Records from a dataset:
------------
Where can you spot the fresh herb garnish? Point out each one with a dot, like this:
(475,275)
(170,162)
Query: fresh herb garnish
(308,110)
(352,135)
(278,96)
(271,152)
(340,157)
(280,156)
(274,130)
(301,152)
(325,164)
------------
_Problem to work on:_
Reproduce, exactly, all the lines shown above.

_Completed exercise:_
Where can you spot the fresh herb garnish? Point out each one with a dot, like this:
(475,275)
(170,162)
Query: fresh herb garnish
(308,110)
(352,135)
(278,96)
(271,152)
(340,157)
(280,156)
(274,130)
(301,152)
(325,164)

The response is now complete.